- Exercise directions -
Please retype the records below exactly as they appear, leaving out every picture.

━━ Materials provided ━━

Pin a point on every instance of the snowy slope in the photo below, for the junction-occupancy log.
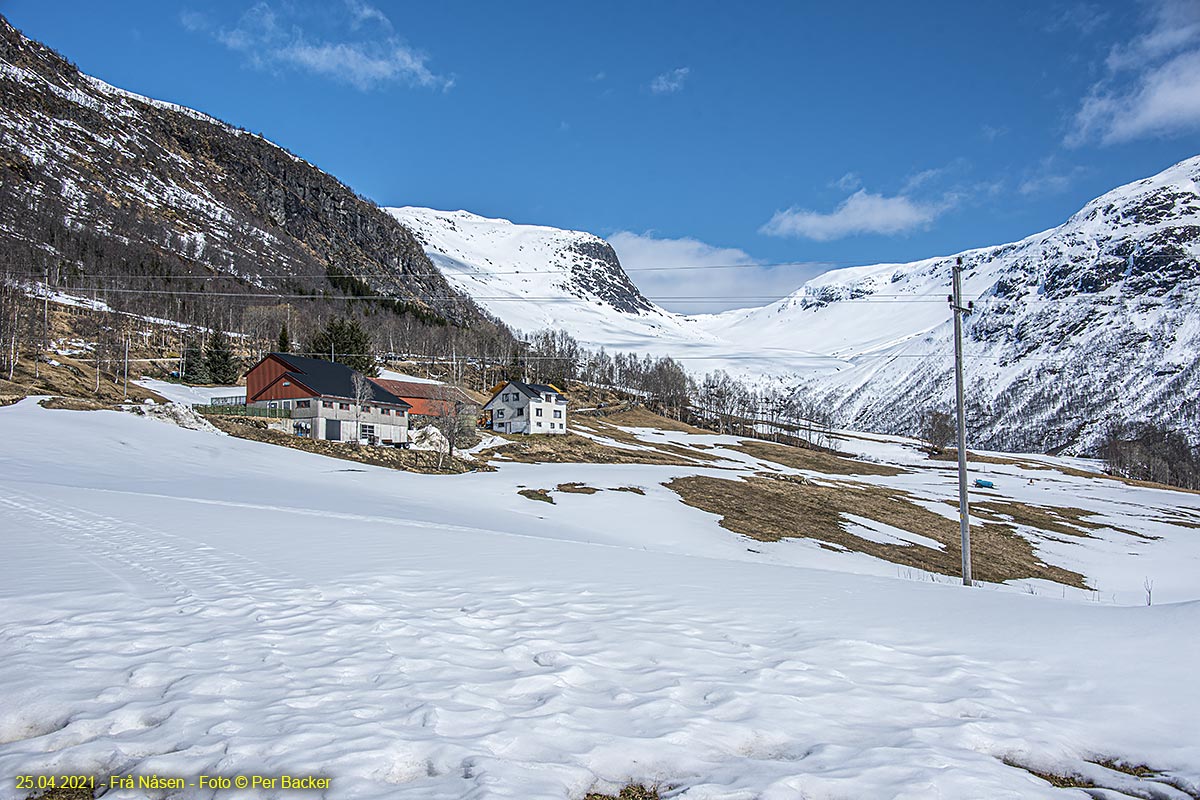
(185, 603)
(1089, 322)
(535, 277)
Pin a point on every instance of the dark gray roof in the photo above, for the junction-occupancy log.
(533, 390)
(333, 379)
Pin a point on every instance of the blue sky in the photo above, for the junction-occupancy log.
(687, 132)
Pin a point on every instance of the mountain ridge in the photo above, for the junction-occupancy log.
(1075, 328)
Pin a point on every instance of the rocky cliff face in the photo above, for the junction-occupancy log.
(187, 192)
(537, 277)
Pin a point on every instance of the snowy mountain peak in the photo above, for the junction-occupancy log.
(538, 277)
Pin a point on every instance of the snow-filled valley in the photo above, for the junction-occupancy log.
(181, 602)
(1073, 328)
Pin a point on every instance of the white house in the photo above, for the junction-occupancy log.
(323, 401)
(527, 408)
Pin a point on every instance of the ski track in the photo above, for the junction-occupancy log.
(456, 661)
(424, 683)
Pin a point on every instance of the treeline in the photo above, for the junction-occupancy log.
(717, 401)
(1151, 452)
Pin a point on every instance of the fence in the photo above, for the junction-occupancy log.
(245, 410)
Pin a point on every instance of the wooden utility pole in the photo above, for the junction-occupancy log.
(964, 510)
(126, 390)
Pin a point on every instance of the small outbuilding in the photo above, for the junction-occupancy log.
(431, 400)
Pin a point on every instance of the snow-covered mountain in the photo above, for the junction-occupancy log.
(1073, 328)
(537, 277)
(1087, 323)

━━━

- Task response -
Pin a point on every instance of the snowy slope in the photo below, for the junction-occupancy log.
(185, 603)
(1089, 322)
(535, 277)
Pin a point on every instance of the dark gray roof in the photo above, for the junction-occupancy log.
(533, 390)
(333, 379)
Pin a point on every instance of the blue sky in the photo above, for the junction-occupancy log.
(687, 132)
Pin a point on every instance of the mountain ridge in the photo above, for the junction-occupancy log.
(1075, 328)
Pin a point on every instance of the rocky cliff face in the photo above, for the junction-occupancy log.
(187, 192)
(537, 277)
Pin a point on every instance of the snowy mountain peak in the photo above, for the junction-occupancy log.
(538, 277)
Pin a point on every instance of the snow-filled valley in the photo above, for the junction-occupancy log.
(181, 602)
(1073, 328)
Pin a point on every instance of the white house in the photo above, for the junction-occupancy log.
(323, 401)
(527, 408)
Pin a point on every instance of the ski track in the photo above, for the junction-occupancy log.
(456, 661)
(424, 683)
Pin a point on every instance of the treeline in the photo above, for the junction-occupancy log.
(717, 401)
(1151, 452)
Pin a point on every instance of the fence in the photo above, for the junction-occupancy log.
(245, 410)
Pin a point on every instance of the wooden utility pole in the photo above, for the junction-occupancy log.
(964, 510)
(126, 390)
Pin a point on every instance of the small outbuilding in the photo above, for the junction-occupancy log.
(431, 400)
Pin a point on every instance of the snow-covered mountain in the photo above, for the junction-occupancy log.
(1073, 328)
(537, 277)
(1087, 323)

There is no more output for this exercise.